- _Exercise requirements_: Please find every line below that contains the word "floor" and copy each one in full. Case counts.

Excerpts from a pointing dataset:
(begin)

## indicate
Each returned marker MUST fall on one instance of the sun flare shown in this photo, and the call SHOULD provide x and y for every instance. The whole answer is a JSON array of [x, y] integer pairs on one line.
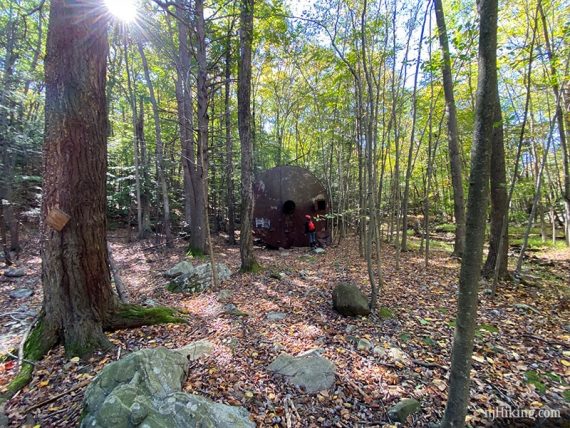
[[124, 10]]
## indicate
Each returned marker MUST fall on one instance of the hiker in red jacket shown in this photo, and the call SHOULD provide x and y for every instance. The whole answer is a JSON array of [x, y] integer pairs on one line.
[[311, 230]]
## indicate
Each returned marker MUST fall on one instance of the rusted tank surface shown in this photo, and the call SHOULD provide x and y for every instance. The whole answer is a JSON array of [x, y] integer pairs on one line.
[[283, 196]]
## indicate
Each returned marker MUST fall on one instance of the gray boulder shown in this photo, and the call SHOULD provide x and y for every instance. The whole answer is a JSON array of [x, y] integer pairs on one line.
[[198, 279], [144, 389], [349, 300], [404, 408], [21, 293], [311, 372], [181, 268]]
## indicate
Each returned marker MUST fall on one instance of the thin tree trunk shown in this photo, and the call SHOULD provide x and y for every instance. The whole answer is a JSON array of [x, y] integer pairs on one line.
[[459, 378], [561, 125], [499, 264], [136, 150], [453, 137], [535, 203], [199, 235], [160, 169], [409, 167], [499, 202]]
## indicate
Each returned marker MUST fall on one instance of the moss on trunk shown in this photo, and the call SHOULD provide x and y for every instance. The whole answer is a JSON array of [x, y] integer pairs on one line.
[[255, 268], [38, 343], [42, 338]]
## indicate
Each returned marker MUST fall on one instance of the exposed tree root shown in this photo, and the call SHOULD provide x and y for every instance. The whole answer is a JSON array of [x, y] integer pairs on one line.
[[41, 338], [132, 316]]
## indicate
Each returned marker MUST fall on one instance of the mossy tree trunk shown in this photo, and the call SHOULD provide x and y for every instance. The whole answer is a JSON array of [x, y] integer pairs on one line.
[[459, 376], [79, 303], [78, 295], [248, 262]]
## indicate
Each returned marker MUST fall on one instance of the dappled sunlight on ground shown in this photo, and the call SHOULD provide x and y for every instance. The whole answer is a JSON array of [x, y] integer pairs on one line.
[[416, 319]]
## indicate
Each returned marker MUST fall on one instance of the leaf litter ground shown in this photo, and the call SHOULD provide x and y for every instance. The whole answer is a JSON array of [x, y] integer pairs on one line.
[[521, 354]]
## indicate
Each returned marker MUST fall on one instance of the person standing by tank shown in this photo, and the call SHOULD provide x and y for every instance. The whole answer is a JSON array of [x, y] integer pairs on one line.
[[311, 231]]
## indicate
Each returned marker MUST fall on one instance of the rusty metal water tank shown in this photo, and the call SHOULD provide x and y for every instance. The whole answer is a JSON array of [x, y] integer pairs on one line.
[[283, 196]]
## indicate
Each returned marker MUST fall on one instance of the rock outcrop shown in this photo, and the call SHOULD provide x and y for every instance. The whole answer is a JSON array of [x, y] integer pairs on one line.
[[144, 389]]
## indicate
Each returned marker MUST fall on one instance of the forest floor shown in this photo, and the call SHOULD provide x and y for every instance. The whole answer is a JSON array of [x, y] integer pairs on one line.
[[521, 355]]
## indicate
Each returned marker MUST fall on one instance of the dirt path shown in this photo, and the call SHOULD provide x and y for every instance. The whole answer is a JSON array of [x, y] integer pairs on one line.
[[519, 360]]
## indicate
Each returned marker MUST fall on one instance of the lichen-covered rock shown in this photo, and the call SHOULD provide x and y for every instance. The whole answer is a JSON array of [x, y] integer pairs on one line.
[[143, 389], [21, 293], [181, 268], [404, 408], [311, 372], [198, 279], [349, 300], [14, 272], [363, 345]]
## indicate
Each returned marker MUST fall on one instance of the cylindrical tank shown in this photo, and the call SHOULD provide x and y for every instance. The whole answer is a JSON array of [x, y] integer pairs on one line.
[[283, 196]]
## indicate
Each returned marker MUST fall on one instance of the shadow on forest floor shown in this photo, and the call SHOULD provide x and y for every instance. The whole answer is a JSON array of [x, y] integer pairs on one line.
[[521, 352]]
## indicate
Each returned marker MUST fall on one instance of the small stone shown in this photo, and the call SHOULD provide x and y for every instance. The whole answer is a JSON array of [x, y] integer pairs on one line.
[[14, 272], [277, 275], [404, 408], [348, 300], [363, 345], [275, 316], [311, 352], [182, 268], [525, 307], [398, 355], [21, 293], [224, 295], [313, 373], [380, 351]]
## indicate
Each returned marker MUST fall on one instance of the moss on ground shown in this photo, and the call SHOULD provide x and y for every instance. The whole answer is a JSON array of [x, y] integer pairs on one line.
[[23, 377], [150, 316]]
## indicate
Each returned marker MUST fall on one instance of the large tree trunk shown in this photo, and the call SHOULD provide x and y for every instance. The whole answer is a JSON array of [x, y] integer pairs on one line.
[[459, 378], [184, 100], [200, 178], [499, 202], [75, 269], [248, 262], [229, 145], [453, 137]]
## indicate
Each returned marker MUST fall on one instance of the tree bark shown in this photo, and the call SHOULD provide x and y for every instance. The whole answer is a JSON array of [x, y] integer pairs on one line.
[[561, 125], [459, 379], [75, 266], [499, 202], [185, 114], [200, 178], [160, 169], [452, 133], [229, 145], [248, 262]]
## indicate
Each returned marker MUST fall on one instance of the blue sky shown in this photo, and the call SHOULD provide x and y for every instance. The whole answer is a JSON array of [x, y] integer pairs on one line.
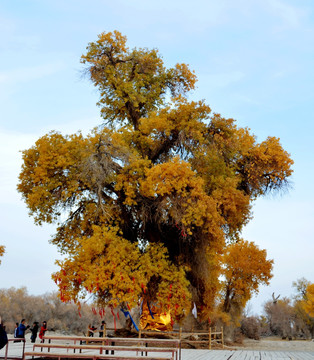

(end)

- _Task response_:
Each returned marker MUST fall on one instance of the forest floor shown in this photo, and the call SHOULD provide x and y for every instance. The whole answer is a JSON array of [x, y] integer pairs on one line.
Each returned marker MUST fall on one instance of the shadow on forest floor shown in this photo, and the call SHOULD provide x and y for every instance. The whole answer is a JSON array of [x, y] integer pairs on one line.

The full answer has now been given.